▶ [Supplied passage]

--- START ---

Dave Chant

14 Learns from a Smartphone Detox

by Dave Chant
103 views
phones broken and nailed to a fence with the sign "please destroy cell phones before entering"
Spread the love

From September to October 2019, I decided to go on a Smartphone detox. It was a much simpler and relaxed month, in between work and focusing on my wellbeing. 

These are my top 14 learns from a smartphone detox, from life off the “technological highway”.

1. You Are Not the Centre Of Attention

a crowd of people all dressed in yellow tshirts and black pants

You may be in there somewhere, but it's not all about you.

I’m sorry to say it – you are not as important as you think. Unfortunately, whether you accomplish great things in your life or just have an enjoyable life surrounded by close friends and family, you will be forgotten by many of the people you’ve interacted with in life. 

That’s the harsh and honest truth.

--- END ---

▶ [Dataset extract]
--- START ---

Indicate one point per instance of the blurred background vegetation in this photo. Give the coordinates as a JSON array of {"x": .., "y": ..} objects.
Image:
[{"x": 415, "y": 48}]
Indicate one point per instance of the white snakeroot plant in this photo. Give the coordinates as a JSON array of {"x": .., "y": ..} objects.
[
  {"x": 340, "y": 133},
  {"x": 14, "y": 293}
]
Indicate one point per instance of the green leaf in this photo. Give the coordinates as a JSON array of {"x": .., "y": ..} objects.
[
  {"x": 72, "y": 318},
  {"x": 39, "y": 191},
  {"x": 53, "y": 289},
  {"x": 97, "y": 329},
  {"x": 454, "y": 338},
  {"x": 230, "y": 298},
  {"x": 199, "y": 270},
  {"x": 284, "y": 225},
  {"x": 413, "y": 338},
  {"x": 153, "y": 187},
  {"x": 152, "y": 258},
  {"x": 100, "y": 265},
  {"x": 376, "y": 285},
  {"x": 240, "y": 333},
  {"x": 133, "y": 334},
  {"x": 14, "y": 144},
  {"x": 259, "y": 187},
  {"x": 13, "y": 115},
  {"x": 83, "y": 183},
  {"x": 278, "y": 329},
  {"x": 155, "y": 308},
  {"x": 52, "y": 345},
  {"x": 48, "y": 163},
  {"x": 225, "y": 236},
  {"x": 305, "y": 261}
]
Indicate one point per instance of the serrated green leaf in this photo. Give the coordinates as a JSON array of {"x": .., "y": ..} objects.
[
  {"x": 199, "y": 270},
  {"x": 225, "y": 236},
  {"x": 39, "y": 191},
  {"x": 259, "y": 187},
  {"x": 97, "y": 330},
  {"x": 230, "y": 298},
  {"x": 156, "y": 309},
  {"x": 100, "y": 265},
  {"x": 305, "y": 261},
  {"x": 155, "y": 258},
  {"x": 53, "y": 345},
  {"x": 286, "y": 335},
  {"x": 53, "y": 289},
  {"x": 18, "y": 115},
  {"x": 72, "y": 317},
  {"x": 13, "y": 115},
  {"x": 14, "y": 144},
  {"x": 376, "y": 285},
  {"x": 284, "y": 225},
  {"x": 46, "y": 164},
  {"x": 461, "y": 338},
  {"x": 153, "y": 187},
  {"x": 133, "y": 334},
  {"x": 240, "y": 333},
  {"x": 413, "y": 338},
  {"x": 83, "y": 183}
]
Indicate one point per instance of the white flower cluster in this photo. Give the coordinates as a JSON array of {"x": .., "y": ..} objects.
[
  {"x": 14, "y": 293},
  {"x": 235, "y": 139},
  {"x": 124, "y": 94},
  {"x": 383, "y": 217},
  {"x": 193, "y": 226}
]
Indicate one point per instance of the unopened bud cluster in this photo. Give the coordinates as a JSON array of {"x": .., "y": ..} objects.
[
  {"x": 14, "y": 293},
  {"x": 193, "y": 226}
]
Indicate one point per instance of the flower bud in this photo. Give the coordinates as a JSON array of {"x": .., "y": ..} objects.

--- END ---

▶ [Set tasks]
- A) List each distinct number written in digits in the smartphone detox post, once each, in order of first appearance.
- B) Please reproduce the smartphone detox post from "a crowd of people" to "with in life.".
The lines play no part in what follows.

▶ [Task-by-task solutions]
- A) 14, 103, 2019, 1

- B)
a crowd of people all dressed in yellow tshirts and black pants

You may be in there somewhere, but it's not all about you.

I’m sorry to say it – you are not as important as you think. Unfortunately, whether you accomplish great things in your life or just have an enjoyable life surrounded by close friends and family, you will be forgotten by many of the people you’ve interacted with in life.